- [REQUIRED TASK A] From the passage on the Book of Revelation, write out the stretch from "Religions and philosophies" through "radically alters it." word for word.
- [REQUIRED TASK B] In the passage on the Book of Revelation, who is the woman clothed with the sun set in clear contrast to?

Religions and philosophies have long struggled with the problem of evil in the world. Ancient cultures and faiths frequently did so in terms of the conflict between mythical divine beings. In Jewish thought of the time, in the book of Daniel for example, Michael is the angelic protector of God’s people Israel. Jewish thought also had stories of the expulsion of Satan and his angels from heaven. The Book of Revelation is written against such a background but radically alters it.
The battle between Satan and Michael the archangel with their angelic armies comes in the middle of a chapter in which the dragon seeks to destroy the “woman clothed with the sun” who is about to give birth to a child. The woman is at one and the same time representative of the Daughter of Zion (that is the people of Israel), Mary the mother of Jesus, and the Church. She is set in clear contrast to the goddess Roma – the representative of the empire which persecutes the children of God.
The dragon’s attempts to destroy the woman and her child are frustrated. Then comes the titanic conflict between Michael and Satan and their angelic armies. If someone was to make a film of the Book of Revelation, this would one of the high points. It would be like one of those great battle scenes in the “Lord of the Rings” trilogy.
In fact, John’s account of the conflict does not read like a film script. It is remarkably restrained. All he tells us is the “the dragon and his angels were defeated”. Literally, they “lacked the power” or “did not prevail”, and that “there was no longer any place for them in heaven.”
Then, as at other points in the Book of Revelation, a canticle proclaimed by a “loud voice in heaven,” rather like the chorus in a Greek tragedy, provides the key to interpret what has been going on. In a reversal of the usual in this kind of literature, where events on earth are merely a shadow of those in heaven, the really significant story is not that of Michael and Satan in heaven, or the fall of Satan – but the earthly story of Jesus Christ and his followers.

- [DATA SECTION]
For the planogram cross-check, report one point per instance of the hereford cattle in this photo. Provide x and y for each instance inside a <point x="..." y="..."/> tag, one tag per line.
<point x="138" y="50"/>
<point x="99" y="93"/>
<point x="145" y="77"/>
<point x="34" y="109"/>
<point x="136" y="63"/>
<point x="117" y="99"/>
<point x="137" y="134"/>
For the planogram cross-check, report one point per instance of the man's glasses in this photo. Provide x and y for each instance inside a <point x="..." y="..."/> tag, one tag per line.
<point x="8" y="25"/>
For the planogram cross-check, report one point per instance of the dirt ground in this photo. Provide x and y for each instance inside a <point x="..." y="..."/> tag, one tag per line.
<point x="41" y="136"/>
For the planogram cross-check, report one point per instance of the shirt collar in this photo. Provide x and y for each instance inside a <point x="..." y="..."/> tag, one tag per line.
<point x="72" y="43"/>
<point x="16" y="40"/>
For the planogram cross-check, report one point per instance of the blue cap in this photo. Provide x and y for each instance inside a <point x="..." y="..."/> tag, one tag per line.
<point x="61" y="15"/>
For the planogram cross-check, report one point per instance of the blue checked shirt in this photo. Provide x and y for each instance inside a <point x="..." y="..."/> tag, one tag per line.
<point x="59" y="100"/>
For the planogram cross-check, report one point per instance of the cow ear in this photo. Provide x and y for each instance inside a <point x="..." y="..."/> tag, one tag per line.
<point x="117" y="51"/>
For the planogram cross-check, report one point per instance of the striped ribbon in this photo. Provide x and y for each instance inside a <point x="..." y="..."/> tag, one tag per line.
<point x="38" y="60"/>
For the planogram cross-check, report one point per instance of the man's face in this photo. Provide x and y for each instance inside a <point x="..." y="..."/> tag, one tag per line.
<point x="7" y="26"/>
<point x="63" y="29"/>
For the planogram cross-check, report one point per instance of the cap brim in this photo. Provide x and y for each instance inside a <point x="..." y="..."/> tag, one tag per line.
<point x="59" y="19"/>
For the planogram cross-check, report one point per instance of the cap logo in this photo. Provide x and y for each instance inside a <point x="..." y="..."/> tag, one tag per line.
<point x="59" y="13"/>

- [RIGHT ANSWER A]
Religions and philosophies have long struggled with the problem of evil in the world. Ancient cultures and faiths frequently did so in terms of the conflict between mythical divine beings. In Jewish thought of the time, in the book of Daniel for example, Michael is the angelic protector of God’s people Israel. Jewish thought also had stories of the expulsion of Satan and his angels from heaven. The Book of Revelation is written against such a background but radically alters it.

- [RIGHT ANSWER B] The goddess Roma, the representative of the empire which persecutes the children of God.